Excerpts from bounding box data
# # # # #
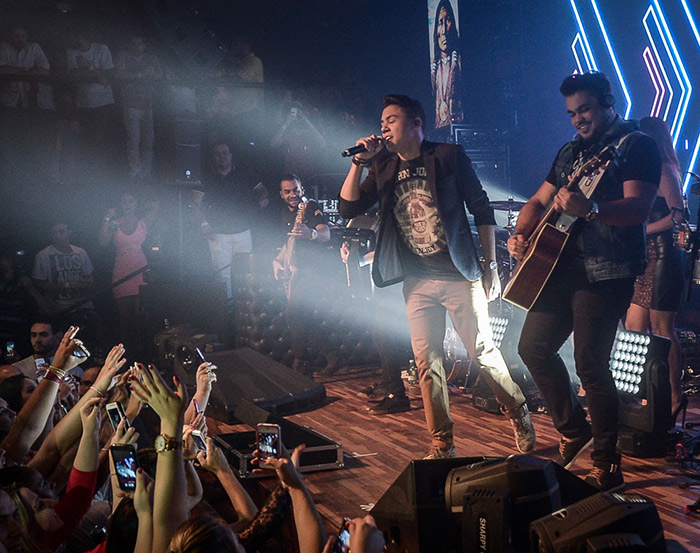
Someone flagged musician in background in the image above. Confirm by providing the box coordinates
[508,72,661,490]
[338,95,535,459]
[272,173,337,376]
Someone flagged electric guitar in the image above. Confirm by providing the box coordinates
[503,146,621,311]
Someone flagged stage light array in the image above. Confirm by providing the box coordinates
[610,330,651,395]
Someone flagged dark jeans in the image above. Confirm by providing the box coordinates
[518,264,634,465]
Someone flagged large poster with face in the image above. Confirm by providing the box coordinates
[428,0,462,129]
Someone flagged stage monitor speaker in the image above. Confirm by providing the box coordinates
[445,455,589,553]
[530,492,666,553]
[175,344,326,423]
[371,456,595,553]
[371,457,486,553]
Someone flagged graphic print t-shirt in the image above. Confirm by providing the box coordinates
[32,245,93,309]
[393,156,464,279]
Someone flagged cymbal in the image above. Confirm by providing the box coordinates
[491,200,525,211]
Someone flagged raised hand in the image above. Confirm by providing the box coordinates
[251,443,306,489]
[53,326,84,371]
[131,365,187,422]
[110,419,139,445]
[134,468,154,518]
[195,361,218,394]
[94,344,126,394]
[197,436,231,474]
[80,397,102,436]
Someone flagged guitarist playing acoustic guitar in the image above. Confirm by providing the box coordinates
[505,72,661,490]
[272,173,331,372]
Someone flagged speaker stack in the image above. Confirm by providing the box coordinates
[165,332,326,423]
[371,455,665,553]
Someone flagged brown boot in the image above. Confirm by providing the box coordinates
[501,403,537,453]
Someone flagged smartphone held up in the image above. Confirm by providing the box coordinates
[255,423,282,469]
[109,444,139,492]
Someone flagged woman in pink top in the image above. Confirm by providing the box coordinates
[99,192,158,351]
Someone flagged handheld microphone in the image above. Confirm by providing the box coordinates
[340,137,384,157]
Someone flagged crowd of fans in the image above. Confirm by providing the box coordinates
[0,20,370,185]
[0,15,394,553]
[0,323,384,553]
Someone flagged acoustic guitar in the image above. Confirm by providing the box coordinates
[503,145,621,311]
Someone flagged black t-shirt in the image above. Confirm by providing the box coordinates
[203,171,260,234]
[391,155,464,280]
[547,116,661,266]
[279,200,326,269]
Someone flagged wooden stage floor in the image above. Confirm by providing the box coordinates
[219,369,700,552]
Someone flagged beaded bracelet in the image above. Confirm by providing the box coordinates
[44,371,61,384]
[352,156,371,167]
[48,365,66,379]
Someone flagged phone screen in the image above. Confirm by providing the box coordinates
[257,424,281,468]
[106,402,129,430]
[333,518,350,553]
[110,445,139,492]
[192,430,207,451]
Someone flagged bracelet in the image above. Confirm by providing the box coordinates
[44,370,61,384]
[352,156,372,167]
[48,365,66,379]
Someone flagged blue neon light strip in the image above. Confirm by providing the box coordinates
# # # # #
**WHAT THE EXERCISE ASKS:** Copy every item above word for word, leaving out the pictures.

**ANSWER TO THE EXERCISE:**
Someone flagged musician in background in the image above. Confirm by providing the box coordinates
[508,72,661,490]
[338,95,535,459]
[272,173,337,376]
Someone flagged electric guitar in the image above. Confirm by providing the box coordinates
[503,146,621,311]
Someone flagged stage light array in the image above. Confirm by providing the box coordinates
[610,330,651,395]
Someone flagged dark jeans in the image above. Confirm by providing the box coordinates
[518,264,634,465]
Someone flagged large poster with face in the image above. Confirm by providing the box coordinates
[428,0,462,129]
Someone flagged stage monitor speaker in the image above. Confirm by providing the box coordinates
[445,455,589,553]
[530,492,666,553]
[175,344,326,423]
[371,456,595,553]
[371,457,486,553]
Someone flagged graphic print t-shirt in the image above. Confirm by providing the box coordinates
[32,245,93,309]
[393,156,464,279]
Someone flagged cymbal in the image above. Confirm by providing the box coordinates
[491,200,525,211]
Someone flagged raised hand in the image above. Confirm by providing the box coordinates
[251,443,306,489]
[53,326,84,371]
[131,365,187,422]
[110,419,139,445]
[134,468,154,518]
[195,361,218,394]
[94,344,126,394]
[197,436,231,474]
[80,397,102,436]
Someone flagged guitarist playing acoustic guitar in the image above. Confirm by providing the box coordinates
[505,72,661,490]
[272,173,331,372]
Someone flagged speaker stack in the image above. Confirm by providing the box coordinates
[165,332,326,423]
[371,455,665,553]
Someone flagged brown boot in the image above. Confirm by providing the box coordinates
[501,403,537,453]
Someone flagged smartphone held up in the image above. Confirm by providing the box coordinates
[255,423,282,469]
[109,444,139,492]
Someone flagged woman in pink top in the image above. Confirm by providing the box coordinates
[99,192,158,351]
Someone flagged handheld microphone in the image above. Confirm by providing the box coordinates
[340,137,384,157]
Someone flagged crowd of fans in the image above. Confirm by providing the box coordinates
[0,20,370,185]
[0,15,394,553]
[0,323,384,553]
Someone flagged acoustic guitar in the image above. Confirm by providing the box coordinates
[503,145,621,311]
Someone flagged black t-shirt in the image above. Confirm by providing the box coordinates
[203,171,260,234]
[391,155,464,280]
[547,116,661,266]
[279,200,326,269]
Someone flagged wooden stage floor in the image above. Confirm by providing the box coordinates
[219,369,700,552]
Someone flagged beaded bracelet in the image above. Confirm by providing the box coordinates
[44,371,61,384]
[352,156,371,167]
[48,365,66,379]
Someone flagged phone screen in the image above. Confirm by providing the box coordinates
[257,424,281,468]
[106,402,129,430]
[333,518,350,553]
[110,445,139,492]
[192,430,207,451]
Someone flagged bracelet in the image above. Confirm by providing the box coordinates
[44,370,61,384]
[352,156,372,167]
[48,365,66,379]
Someone flagged blue neon light strip in the image above. Confirm by providing the box coordinates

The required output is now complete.